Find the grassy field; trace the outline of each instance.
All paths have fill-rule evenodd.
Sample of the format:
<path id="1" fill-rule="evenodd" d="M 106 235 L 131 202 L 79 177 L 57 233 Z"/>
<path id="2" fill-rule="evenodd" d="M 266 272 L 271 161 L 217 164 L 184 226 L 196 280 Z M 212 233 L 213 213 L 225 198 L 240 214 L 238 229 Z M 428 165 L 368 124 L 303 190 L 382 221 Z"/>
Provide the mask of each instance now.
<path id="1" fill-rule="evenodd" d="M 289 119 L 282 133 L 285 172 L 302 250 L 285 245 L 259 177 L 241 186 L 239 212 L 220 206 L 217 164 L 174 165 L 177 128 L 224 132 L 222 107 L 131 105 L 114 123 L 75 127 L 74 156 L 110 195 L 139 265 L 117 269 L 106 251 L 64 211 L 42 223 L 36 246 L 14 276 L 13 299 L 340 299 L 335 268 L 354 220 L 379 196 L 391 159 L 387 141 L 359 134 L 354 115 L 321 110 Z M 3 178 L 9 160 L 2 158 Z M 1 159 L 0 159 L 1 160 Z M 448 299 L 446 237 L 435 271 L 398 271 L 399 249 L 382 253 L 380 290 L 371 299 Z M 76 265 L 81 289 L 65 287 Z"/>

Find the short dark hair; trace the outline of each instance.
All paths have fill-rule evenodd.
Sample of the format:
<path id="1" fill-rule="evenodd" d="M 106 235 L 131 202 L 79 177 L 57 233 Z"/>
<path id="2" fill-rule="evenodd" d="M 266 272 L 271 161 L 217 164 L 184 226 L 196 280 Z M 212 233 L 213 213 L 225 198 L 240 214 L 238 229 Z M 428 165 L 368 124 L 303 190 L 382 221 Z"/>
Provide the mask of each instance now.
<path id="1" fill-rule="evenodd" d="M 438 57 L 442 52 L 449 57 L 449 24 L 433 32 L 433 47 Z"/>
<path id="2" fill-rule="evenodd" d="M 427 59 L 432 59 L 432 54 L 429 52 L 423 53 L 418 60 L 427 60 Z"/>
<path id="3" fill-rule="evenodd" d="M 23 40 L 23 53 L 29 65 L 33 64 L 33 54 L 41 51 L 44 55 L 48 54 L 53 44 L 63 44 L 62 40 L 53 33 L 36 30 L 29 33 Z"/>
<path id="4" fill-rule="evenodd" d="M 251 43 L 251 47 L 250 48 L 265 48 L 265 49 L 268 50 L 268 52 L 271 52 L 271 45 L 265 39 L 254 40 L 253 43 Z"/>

About this exercise ▸ Each entry in the listing is to be copied exactly.

Result ▸
Find the grassy field; trace the outline of each instance.
All paths have fill-rule evenodd.
Sample of the format:
<path id="1" fill-rule="evenodd" d="M 106 235 L 131 202 L 79 177 L 57 233 Z"/>
<path id="2" fill-rule="evenodd" d="M 266 272 L 271 161 L 217 164 L 184 226 L 196 280 Z M 212 233 L 213 213 L 225 198 L 240 214 L 238 229 Z M 428 165 L 368 124 L 303 190 L 382 221 Z"/>
Provide the mask of each instance now.
<path id="1" fill-rule="evenodd" d="M 289 119 L 282 133 L 285 172 L 302 250 L 285 245 L 259 177 L 241 186 L 239 212 L 220 206 L 217 164 L 174 165 L 177 128 L 224 132 L 222 107 L 131 105 L 114 123 L 75 127 L 74 156 L 110 195 L 139 265 L 117 269 L 106 251 L 64 211 L 42 223 L 36 246 L 14 276 L 13 299 L 340 299 L 335 268 L 354 220 L 379 196 L 391 159 L 387 141 L 359 134 L 354 115 L 321 110 Z M 3 178 L 9 160 L 2 158 Z M 1 159 L 0 159 L 1 160 Z M 448 299 L 446 237 L 435 271 L 398 271 L 399 249 L 382 253 L 380 290 L 371 299 Z M 76 265 L 81 289 L 65 287 Z"/>

Find the short dark hair; trace the outline of each instance.
All paths have fill-rule evenodd.
Sample of the format:
<path id="1" fill-rule="evenodd" d="M 106 235 L 131 202 L 79 177 L 57 233 Z"/>
<path id="2" fill-rule="evenodd" d="M 266 272 L 271 161 L 217 164 L 184 226 L 196 280 Z M 212 233 L 213 213 L 225 198 L 240 214 L 238 229 Z M 428 165 L 368 124 L 303 190 L 382 221 Z"/>
Provide the mask of each instance now.
<path id="1" fill-rule="evenodd" d="M 438 57 L 442 52 L 449 57 L 449 24 L 433 32 L 433 47 Z"/>
<path id="2" fill-rule="evenodd" d="M 427 59 L 432 59 L 432 54 L 429 52 L 423 53 L 418 60 L 427 60 Z"/>
<path id="3" fill-rule="evenodd" d="M 23 40 L 23 53 L 29 65 L 33 64 L 33 54 L 41 51 L 44 55 L 48 54 L 53 44 L 63 44 L 62 40 L 53 33 L 36 30 L 29 33 Z"/>
<path id="4" fill-rule="evenodd" d="M 251 43 L 251 47 L 250 48 L 265 48 L 265 49 L 268 50 L 268 52 L 271 52 L 271 45 L 265 39 L 254 40 L 253 43 Z"/>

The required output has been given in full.